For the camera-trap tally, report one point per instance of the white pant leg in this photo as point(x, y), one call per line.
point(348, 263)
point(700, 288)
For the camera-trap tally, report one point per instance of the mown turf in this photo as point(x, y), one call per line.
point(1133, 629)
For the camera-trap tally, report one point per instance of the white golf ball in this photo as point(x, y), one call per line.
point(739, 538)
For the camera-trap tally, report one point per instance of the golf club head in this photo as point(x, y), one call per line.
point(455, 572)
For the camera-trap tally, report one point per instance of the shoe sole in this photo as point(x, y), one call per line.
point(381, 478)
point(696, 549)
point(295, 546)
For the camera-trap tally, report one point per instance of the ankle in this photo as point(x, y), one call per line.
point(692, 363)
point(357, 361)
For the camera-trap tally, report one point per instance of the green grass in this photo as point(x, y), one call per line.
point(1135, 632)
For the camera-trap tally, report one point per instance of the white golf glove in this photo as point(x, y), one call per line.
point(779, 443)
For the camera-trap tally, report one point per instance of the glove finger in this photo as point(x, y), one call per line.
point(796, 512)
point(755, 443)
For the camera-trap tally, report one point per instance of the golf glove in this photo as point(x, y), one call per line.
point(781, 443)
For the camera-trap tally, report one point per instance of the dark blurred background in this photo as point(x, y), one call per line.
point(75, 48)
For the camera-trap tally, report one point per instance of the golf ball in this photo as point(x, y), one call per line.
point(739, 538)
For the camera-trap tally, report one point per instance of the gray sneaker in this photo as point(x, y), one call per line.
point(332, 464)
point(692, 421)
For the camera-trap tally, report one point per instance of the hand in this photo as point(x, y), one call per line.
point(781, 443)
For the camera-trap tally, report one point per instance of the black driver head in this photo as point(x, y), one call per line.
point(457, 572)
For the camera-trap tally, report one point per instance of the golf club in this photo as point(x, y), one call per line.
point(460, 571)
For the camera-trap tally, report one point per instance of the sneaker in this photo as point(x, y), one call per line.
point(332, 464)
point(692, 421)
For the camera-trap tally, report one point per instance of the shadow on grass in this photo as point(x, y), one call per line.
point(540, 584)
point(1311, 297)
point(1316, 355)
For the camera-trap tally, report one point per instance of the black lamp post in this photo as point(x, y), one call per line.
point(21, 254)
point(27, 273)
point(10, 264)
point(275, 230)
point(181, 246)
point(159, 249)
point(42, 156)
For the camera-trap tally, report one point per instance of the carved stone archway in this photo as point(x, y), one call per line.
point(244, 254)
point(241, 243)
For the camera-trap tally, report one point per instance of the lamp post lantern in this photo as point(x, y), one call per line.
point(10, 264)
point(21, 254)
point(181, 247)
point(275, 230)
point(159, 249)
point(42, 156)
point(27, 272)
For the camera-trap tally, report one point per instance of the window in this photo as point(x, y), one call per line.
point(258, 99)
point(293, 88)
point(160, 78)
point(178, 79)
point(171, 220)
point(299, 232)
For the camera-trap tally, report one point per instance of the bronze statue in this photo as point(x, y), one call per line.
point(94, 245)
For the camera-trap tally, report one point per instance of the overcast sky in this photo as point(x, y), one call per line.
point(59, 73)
______________________________
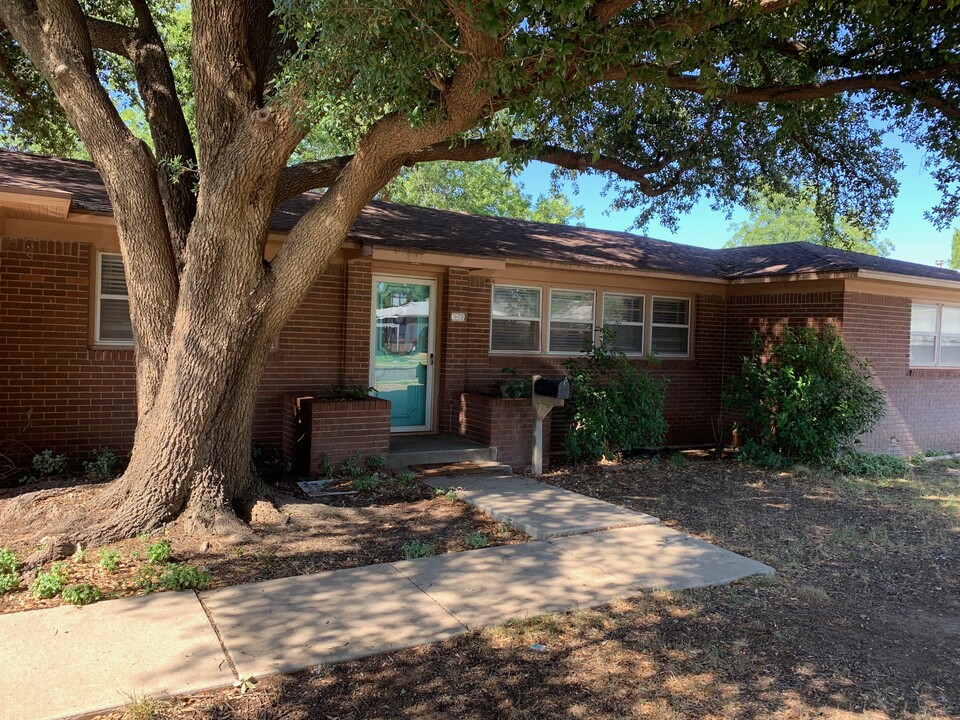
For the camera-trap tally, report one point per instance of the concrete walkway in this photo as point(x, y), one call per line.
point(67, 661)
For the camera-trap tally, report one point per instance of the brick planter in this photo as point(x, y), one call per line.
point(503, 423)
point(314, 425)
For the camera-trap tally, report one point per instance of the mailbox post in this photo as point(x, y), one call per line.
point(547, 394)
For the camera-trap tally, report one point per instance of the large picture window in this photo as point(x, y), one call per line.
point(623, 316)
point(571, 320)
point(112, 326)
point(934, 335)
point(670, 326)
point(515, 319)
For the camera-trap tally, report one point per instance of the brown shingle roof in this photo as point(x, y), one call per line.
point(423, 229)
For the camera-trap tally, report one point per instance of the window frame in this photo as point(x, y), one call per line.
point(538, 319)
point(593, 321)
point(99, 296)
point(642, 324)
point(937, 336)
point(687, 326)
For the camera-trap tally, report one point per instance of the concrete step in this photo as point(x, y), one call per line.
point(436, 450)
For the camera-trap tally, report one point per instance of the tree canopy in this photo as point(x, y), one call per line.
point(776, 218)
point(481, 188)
______________________________
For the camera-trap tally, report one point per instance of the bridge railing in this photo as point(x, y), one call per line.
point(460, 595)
______________________________
Aim:
Substitute "metal railing" for "bridge railing" in the rows from the line that contains "of the bridge" through the line that contains "point(460, 595)", and change nothing else. Give only those lines.

Response to the exercise:
For the camera-trap tally, report one point per instance of the metal railing in this photo as point(x, y), one call per line.
point(460, 595)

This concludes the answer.